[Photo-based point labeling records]
* Begin *
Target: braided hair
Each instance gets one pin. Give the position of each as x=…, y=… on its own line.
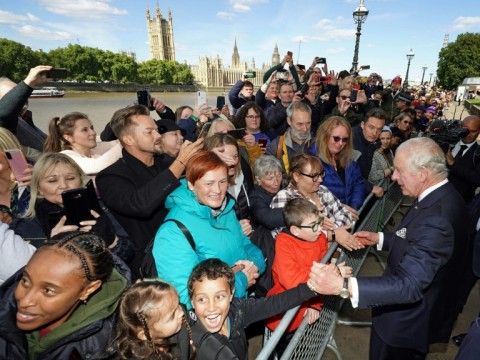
x=90, y=249
x=138, y=310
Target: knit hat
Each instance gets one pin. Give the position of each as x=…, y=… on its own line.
x=404, y=97
x=167, y=125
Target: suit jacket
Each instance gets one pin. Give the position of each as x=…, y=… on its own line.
x=135, y=194
x=465, y=173
x=415, y=300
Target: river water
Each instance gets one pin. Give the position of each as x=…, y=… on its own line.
x=100, y=106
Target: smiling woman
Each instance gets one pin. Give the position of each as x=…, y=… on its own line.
x=74, y=135
x=202, y=204
x=72, y=302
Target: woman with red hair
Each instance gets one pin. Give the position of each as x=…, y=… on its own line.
x=201, y=204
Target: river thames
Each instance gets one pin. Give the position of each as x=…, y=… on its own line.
x=100, y=106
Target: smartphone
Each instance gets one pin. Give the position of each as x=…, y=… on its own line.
x=53, y=219
x=238, y=267
x=18, y=163
x=353, y=95
x=77, y=204
x=220, y=102
x=262, y=142
x=237, y=133
x=201, y=98
x=144, y=98
x=57, y=73
x=281, y=74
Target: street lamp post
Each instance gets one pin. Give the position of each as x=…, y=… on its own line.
x=423, y=75
x=359, y=15
x=410, y=56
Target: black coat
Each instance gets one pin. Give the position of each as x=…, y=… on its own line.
x=94, y=341
x=464, y=174
x=136, y=195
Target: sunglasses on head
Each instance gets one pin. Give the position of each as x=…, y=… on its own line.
x=338, y=138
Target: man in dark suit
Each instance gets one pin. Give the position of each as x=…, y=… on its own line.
x=135, y=187
x=414, y=301
x=464, y=160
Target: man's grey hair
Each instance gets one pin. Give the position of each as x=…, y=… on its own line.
x=265, y=165
x=297, y=106
x=424, y=152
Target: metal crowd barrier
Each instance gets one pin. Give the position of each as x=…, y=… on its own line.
x=310, y=341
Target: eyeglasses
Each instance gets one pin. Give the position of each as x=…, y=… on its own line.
x=338, y=138
x=313, y=226
x=315, y=177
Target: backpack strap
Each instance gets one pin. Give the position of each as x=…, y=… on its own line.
x=184, y=231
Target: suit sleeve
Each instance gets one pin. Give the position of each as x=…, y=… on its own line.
x=430, y=245
x=358, y=191
x=264, y=308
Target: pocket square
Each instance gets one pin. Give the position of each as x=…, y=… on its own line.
x=402, y=233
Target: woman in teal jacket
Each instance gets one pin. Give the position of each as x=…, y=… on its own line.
x=201, y=204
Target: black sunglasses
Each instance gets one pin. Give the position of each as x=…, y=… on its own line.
x=338, y=138
x=316, y=176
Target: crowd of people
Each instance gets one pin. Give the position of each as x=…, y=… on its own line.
x=233, y=208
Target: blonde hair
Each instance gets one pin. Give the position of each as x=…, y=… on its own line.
x=324, y=132
x=44, y=165
x=213, y=127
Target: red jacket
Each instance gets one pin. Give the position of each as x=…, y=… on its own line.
x=291, y=266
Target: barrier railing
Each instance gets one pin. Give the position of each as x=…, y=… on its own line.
x=310, y=341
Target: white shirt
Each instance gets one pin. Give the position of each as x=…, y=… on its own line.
x=354, y=296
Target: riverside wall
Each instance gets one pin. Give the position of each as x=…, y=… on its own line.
x=101, y=87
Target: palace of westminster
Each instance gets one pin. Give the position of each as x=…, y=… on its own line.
x=210, y=72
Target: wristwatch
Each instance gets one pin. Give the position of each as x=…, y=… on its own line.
x=344, y=293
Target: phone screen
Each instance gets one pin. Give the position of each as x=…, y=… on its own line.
x=57, y=73
x=77, y=204
x=201, y=97
x=237, y=133
x=220, y=102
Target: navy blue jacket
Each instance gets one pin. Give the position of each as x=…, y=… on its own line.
x=415, y=300
x=365, y=160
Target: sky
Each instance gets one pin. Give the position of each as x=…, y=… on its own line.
x=308, y=28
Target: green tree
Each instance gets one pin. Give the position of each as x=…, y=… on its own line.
x=458, y=60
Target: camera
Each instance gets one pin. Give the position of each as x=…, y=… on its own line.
x=144, y=98
x=57, y=73
x=281, y=74
x=447, y=133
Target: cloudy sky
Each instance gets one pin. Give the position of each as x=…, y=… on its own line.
x=209, y=27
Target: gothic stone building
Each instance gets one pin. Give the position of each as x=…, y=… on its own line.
x=160, y=35
x=211, y=73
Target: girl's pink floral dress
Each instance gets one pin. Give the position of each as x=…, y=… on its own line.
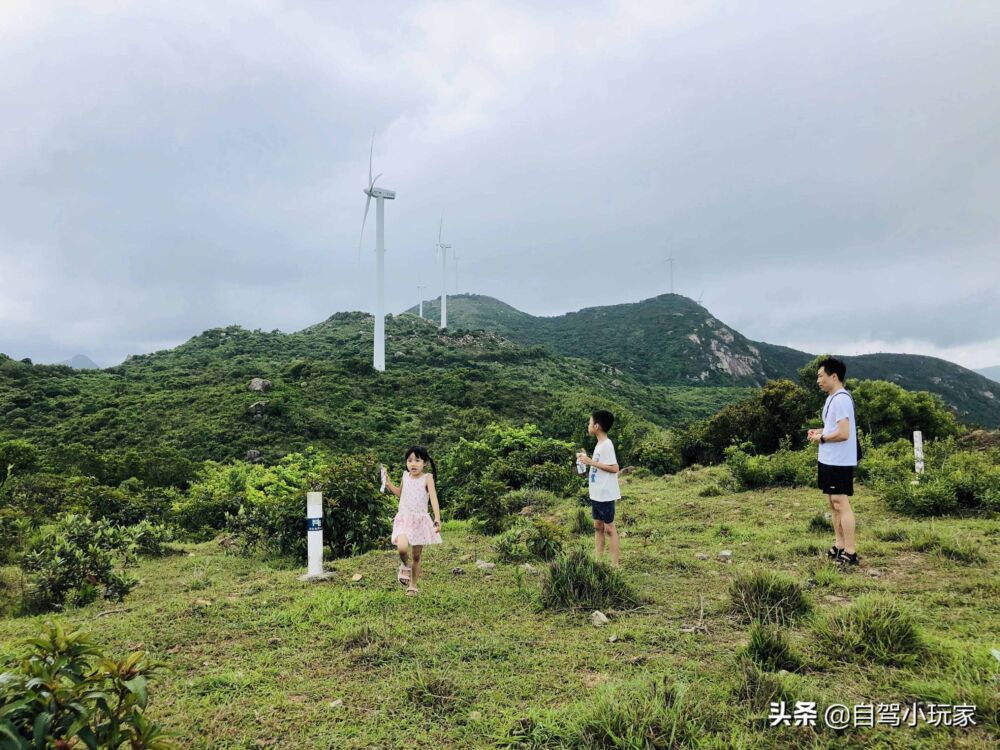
x=413, y=518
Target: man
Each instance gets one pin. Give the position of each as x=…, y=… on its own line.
x=838, y=455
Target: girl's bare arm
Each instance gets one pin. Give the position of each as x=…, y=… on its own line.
x=432, y=491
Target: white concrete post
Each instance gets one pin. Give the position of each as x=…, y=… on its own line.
x=314, y=540
x=918, y=451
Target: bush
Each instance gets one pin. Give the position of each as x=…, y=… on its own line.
x=271, y=517
x=67, y=693
x=785, y=468
x=479, y=474
x=77, y=561
x=768, y=597
x=874, y=630
x=964, y=482
x=579, y=581
x=539, y=540
x=769, y=650
x=148, y=539
x=582, y=522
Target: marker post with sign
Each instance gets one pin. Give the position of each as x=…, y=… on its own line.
x=314, y=540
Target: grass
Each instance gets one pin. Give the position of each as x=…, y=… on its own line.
x=476, y=662
x=767, y=596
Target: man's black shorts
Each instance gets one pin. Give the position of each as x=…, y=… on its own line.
x=603, y=510
x=836, y=480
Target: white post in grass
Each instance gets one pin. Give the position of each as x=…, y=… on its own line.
x=314, y=529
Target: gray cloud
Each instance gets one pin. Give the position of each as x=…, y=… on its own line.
x=171, y=167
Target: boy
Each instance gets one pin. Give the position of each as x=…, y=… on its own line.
x=838, y=455
x=604, y=489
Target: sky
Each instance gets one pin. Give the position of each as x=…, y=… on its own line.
x=825, y=175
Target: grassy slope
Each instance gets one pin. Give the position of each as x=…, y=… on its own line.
x=256, y=657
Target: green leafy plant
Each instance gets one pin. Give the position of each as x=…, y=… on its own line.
x=66, y=693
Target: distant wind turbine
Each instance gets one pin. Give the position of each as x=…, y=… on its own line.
x=380, y=195
x=443, y=248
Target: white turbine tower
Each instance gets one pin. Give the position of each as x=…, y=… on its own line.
x=443, y=248
x=380, y=195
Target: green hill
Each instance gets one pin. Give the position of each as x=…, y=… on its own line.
x=671, y=340
x=438, y=387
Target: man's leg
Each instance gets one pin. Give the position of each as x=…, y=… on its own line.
x=838, y=529
x=613, y=542
x=845, y=513
x=598, y=537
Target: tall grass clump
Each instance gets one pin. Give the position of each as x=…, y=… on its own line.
x=769, y=650
x=767, y=597
x=579, y=581
x=641, y=715
x=874, y=630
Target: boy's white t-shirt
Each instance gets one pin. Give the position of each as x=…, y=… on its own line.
x=604, y=484
x=839, y=406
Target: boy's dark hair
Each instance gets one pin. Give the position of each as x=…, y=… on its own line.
x=833, y=366
x=603, y=419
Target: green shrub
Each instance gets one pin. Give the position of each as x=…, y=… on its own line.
x=875, y=630
x=769, y=650
x=785, y=468
x=964, y=483
x=767, y=596
x=582, y=522
x=538, y=540
x=77, y=561
x=67, y=693
x=579, y=581
x=480, y=474
x=149, y=539
x=544, y=540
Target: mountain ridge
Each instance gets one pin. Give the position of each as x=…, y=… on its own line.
x=672, y=340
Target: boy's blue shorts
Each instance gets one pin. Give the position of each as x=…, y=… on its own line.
x=603, y=510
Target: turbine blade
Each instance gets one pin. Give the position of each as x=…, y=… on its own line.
x=371, y=151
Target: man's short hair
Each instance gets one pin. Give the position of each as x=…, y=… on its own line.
x=833, y=366
x=603, y=419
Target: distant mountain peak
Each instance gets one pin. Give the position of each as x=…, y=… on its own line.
x=81, y=362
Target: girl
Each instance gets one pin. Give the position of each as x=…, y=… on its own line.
x=412, y=527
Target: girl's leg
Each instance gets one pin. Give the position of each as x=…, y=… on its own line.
x=613, y=543
x=403, y=547
x=598, y=538
x=417, y=550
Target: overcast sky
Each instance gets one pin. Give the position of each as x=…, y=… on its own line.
x=826, y=175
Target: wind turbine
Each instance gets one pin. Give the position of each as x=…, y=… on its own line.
x=443, y=248
x=380, y=195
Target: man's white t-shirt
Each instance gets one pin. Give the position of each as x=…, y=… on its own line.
x=604, y=484
x=839, y=406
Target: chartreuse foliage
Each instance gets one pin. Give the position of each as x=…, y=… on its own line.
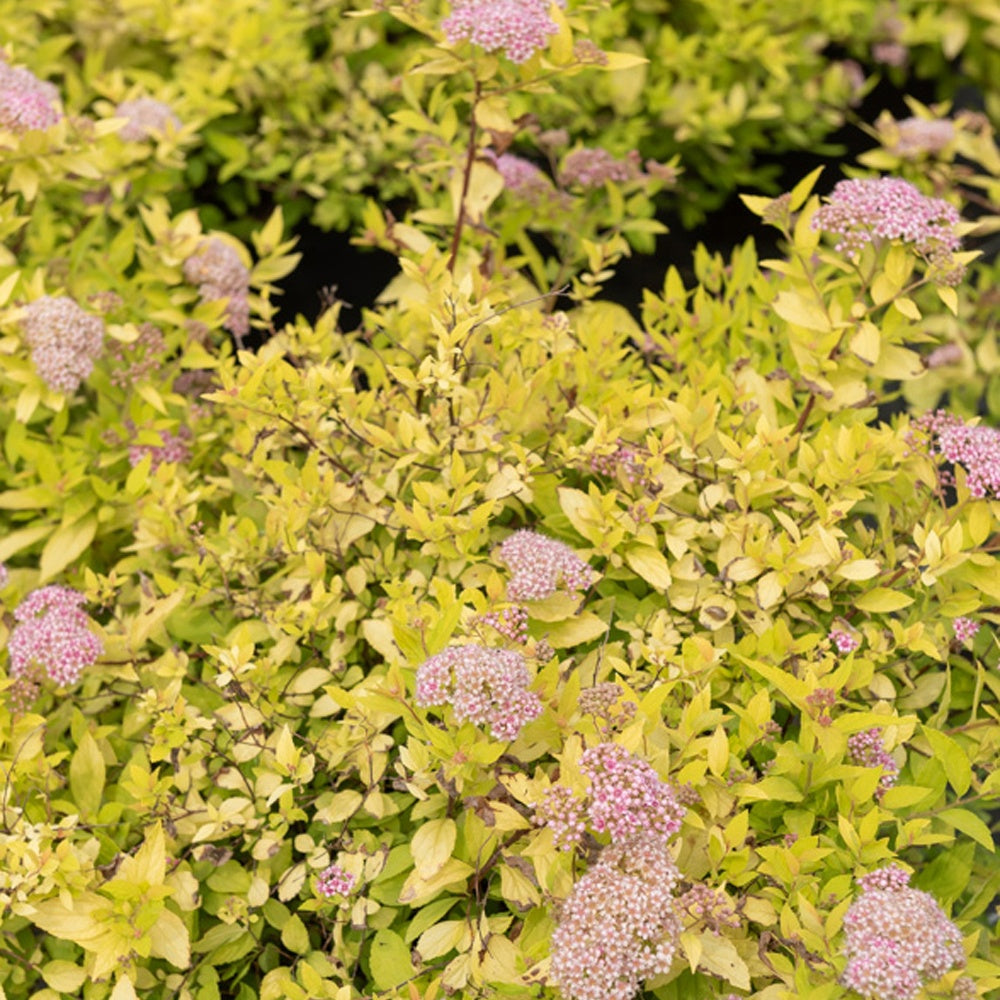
x=725, y=464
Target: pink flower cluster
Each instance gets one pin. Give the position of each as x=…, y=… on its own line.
x=975, y=448
x=512, y=622
x=862, y=211
x=846, y=642
x=219, y=273
x=334, y=881
x=866, y=749
x=592, y=168
x=26, y=103
x=54, y=634
x=619, y=924
x=64, y=341
x=484, y=686
x=627, y=795
x=518, y=28
x=146, y=117
x=173, y=449
x=965, y=629
x=897, y=938
x=541, y=566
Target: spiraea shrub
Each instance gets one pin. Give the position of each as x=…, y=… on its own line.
x=502, y=643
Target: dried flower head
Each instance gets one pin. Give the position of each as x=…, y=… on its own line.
x=897, y=938
x=215, y=267
x=26, y=103
x=484, y=686
x=146, y=117
x=541, y=566
x=64, y=341
x=518, y=28
x=54, y=634
x=619, y=925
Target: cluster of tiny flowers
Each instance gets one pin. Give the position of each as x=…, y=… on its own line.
x=54, y=634
x=922, y=135
x=708, y=906
x=146, y=117
x=144, y=356
x=866, y=749
x=484, y=686
x=822, y=700
x=846, y=642
x=512, y=622
x=525, y=181
x=975, y=448
x=219, y=273
x=627, y=795
x=965, y=629
x=592, y=168
x=26, y=103
x=540, y=566
x=897, y=938
x=943, y=356
x=601, y=702
x=64, y=341
x=172, y=449
x=334, y=881
x=619, y=924
x=563, y=813
x=518, y=28
x=863, y=210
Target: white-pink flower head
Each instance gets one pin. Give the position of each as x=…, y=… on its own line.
x=54, y=634
x=518, y=28
x=897, y=938
x=541, y=566
x=484, y=686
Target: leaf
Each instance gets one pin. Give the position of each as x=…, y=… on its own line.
x=650, y=564
x=86, y=776
x=66, y=544
x=881, y=600
x=432, y=845
x=390, y=961
x=169, y=939
x=969, y=824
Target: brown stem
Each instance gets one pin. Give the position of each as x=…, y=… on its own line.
x=470, y=158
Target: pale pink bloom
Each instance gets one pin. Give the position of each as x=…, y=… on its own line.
x=26, y=103
x=897, y=938
x=866, y=749
x=866, y=210
x=54, y=634
x=215, y=267
x=518, y=28
x=64, y=341
x=146, y=117
x=619, y=925
x=541, y=566
x=484, y=686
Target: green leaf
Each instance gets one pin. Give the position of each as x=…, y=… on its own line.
x=86, y=776
x=390, y=961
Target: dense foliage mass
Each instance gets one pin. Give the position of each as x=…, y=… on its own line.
x=503, y=643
* End *
Exercise directions => Transcribe the records above verbatim, from the line with "Target: boy's white t-shirt" to the line with "x=81, y=362", including both of those lines.

Written answer =>
Target: boy's white t-shirt
Each instance gets one pin. Give the position of each as x=…, y=… on its own line.
x=604, y=484
x=839, y=406
Target: boy's dark hair
Each instance gets one pin. Give the position of each as x=…, y=… on its own line.
x=833, y=366
x=603, y=419
Target: green shrub
Each instance gets one pin. Give the position of each as x=…, y=… on its own line.
x=875, y=630
x=769, y=650
x=785, y=468
x=964, y=483
x=767, y=596
x=582, y=522
x=538, y=540
x=77, y=561
x=67, y=693
x=579, y=581
x=480, y=474
x=149, y=539
x=544, y=540
Target: mountain ridge
Each instance gets one pin. Give the position of each as x=…, y=… on its own line.
x=672, y=340
Target: boy's blue shorts
Each instance gets one pin. Give the position of each as x=…, y=… on its own line.
x=603, y=510
Target: turbine blade
Each instance gets one pin. Give the position of each as x=…, y=… on its own line.
x=371, y=151
Target: man's short hair
Each instance gets one pin. Give the position of each as x=…, y=… on its own line.
x=833, y=366
x=603, y=419
Target: distant mountain peak
Each instance gets one pin. Give the position of each as x=…, y=… on its own line.
x=81, y=362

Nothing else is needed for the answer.